### WORK REQUIRED:
Render the lines of the listing below as a JSON list of strings, one string per line and no blank lines. Begin at the line containing "the fireplace opening?" and stop after the line containing "[377,148,385,171]", including both.

--- BEGIN ---

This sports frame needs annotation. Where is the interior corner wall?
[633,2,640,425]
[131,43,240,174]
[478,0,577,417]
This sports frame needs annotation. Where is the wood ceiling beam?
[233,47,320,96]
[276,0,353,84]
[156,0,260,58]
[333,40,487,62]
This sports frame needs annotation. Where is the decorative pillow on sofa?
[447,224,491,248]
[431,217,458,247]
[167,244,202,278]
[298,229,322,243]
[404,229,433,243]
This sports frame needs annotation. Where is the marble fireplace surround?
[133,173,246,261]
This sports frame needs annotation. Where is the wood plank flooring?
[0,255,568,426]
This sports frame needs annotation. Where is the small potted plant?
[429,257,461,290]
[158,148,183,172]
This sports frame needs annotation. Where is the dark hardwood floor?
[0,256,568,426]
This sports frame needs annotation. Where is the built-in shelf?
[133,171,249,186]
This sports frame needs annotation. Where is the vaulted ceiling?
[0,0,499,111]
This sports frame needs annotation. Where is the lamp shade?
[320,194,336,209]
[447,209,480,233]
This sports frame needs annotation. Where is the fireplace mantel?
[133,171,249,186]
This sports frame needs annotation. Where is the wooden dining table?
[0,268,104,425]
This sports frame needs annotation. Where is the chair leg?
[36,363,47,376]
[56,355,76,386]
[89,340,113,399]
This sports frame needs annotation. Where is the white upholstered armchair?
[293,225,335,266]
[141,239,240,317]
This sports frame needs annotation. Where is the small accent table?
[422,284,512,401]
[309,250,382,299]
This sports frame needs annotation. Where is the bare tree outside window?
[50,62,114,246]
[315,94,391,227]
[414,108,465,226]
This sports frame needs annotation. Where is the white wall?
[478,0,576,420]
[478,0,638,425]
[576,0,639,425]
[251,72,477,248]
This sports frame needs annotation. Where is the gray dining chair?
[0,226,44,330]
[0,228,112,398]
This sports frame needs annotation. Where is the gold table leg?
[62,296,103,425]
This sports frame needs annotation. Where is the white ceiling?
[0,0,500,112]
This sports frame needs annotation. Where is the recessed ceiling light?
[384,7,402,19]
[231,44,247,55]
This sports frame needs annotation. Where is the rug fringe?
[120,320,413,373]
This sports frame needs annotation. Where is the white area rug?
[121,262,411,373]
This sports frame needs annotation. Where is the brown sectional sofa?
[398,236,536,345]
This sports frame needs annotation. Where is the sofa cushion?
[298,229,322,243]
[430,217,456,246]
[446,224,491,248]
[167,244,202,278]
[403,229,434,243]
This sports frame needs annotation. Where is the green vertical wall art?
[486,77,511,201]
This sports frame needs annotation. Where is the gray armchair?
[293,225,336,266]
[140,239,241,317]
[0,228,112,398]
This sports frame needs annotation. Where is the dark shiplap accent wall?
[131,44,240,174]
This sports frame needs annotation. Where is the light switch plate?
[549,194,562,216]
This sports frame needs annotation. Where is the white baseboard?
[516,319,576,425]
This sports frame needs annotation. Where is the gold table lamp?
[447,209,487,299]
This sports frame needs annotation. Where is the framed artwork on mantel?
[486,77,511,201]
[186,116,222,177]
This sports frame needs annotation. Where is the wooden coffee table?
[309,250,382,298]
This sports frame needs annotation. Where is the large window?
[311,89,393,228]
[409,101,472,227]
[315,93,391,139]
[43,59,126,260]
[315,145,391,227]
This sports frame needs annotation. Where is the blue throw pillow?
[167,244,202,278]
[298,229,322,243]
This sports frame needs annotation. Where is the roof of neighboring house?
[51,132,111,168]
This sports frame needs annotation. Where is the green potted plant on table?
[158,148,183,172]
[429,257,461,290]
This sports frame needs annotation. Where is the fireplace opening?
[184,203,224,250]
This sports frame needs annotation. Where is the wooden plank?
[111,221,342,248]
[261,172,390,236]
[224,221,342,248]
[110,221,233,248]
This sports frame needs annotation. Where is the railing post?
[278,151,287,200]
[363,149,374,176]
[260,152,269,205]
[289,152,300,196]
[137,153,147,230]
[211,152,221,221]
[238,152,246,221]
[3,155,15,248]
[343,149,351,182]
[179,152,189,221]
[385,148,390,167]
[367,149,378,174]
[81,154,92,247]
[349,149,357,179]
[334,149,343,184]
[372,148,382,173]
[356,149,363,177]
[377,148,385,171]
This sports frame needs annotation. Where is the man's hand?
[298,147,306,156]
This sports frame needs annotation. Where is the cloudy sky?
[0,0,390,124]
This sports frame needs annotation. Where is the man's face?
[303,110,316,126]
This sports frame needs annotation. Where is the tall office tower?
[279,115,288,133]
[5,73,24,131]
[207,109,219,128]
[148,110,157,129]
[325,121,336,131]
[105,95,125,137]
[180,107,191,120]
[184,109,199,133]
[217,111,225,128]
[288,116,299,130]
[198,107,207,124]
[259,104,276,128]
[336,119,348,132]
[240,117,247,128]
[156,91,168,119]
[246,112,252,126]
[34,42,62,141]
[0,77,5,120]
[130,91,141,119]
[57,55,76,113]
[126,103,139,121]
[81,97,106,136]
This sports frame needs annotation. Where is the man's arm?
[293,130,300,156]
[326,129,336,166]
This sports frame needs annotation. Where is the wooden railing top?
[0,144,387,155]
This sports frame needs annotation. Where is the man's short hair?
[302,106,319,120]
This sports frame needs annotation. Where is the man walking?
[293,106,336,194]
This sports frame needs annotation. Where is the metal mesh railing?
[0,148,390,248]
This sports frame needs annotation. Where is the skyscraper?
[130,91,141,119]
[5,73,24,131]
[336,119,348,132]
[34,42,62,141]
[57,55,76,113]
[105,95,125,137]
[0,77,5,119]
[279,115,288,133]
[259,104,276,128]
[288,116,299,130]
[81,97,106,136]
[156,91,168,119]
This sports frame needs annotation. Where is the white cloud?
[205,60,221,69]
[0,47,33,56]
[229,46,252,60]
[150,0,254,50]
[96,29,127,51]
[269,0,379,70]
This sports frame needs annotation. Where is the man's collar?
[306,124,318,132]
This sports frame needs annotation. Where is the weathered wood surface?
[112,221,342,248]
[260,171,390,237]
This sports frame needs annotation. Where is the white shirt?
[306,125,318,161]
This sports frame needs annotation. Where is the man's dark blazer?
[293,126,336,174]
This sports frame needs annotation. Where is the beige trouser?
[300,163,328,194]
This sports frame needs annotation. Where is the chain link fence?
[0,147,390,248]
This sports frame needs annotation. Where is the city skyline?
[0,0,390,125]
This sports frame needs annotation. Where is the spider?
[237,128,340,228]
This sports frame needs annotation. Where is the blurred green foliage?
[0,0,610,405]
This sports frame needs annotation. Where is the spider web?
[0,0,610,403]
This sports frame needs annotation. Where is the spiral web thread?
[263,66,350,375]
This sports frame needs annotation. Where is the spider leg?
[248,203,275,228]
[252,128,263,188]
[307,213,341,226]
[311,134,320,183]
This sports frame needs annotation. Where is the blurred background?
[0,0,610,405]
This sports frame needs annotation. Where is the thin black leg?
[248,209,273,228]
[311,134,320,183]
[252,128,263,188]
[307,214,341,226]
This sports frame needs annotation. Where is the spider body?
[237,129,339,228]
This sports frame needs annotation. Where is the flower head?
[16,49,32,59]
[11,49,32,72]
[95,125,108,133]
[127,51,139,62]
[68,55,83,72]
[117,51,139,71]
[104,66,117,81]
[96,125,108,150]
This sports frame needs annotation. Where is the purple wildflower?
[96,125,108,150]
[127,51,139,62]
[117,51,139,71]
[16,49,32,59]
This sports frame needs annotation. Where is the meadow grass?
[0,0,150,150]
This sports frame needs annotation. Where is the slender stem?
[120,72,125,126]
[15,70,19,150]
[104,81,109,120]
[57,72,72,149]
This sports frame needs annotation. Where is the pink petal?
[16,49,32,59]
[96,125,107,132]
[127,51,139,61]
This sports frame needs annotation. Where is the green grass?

--- END ---

### WORKED SOLUTION:
[
  "This sports frame needs annotation. Where is the fireplace opening?",
  "[184,203,224,250]",
  "This sports frame needs annotation. Where is the wooden plank?",
  "[111,221,342,248]",
  "[261,172,390,236]",
  "[224,221,342,248]",
  "[110,221,233,248]",
  "This sports frame needs annotation. Where is the railing post?",
  "[278,151,287,200]",
  "[363,149,374,176]",
  "[260,152,269,205]",
  "[289,152,300,196]",
  "[137,153,147,230]",
  "[211,152,221,221]",
  "[238,152,246,221]",
  "[3,155,15,248]",
  "[343,149,351,182]",
  "[179,152,189,221]",
  "[385,148,390,167]",
  "[367,149,378,174]",
  "[81,154,92,247]",
  "[349,149,357,179]",
  "[334,149,343,184]",
  "[372,148,382,173]",
  "[356,149,363,177]",
  "[377,148,385,171]"
]